The task calls for each line of the records below in which the word "query" appears.
=== Section Start ===
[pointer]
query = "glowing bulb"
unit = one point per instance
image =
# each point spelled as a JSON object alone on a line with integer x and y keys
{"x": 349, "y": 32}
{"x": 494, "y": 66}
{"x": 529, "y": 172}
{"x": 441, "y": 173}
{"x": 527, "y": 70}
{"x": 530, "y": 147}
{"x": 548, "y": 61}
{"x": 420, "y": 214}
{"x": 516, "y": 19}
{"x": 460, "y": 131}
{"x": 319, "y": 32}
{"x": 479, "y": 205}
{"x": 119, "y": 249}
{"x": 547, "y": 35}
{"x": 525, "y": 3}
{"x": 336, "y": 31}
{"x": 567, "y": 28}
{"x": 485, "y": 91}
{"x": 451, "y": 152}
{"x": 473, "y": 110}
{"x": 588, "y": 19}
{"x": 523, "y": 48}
=== Section End ===
=== Section Start ===
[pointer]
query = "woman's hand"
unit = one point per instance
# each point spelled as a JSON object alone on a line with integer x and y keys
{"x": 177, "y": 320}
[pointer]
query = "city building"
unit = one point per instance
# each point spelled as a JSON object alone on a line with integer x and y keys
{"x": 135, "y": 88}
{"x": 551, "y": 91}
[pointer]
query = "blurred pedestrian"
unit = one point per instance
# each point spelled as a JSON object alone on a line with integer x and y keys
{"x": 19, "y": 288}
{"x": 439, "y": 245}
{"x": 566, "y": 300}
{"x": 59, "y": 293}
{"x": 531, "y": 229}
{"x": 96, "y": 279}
=== Section End ===
▸ **Output for this task**
query = "glowing bulb"
query = "woman's hand"
query = "city building"
query = "blurred pedestrian"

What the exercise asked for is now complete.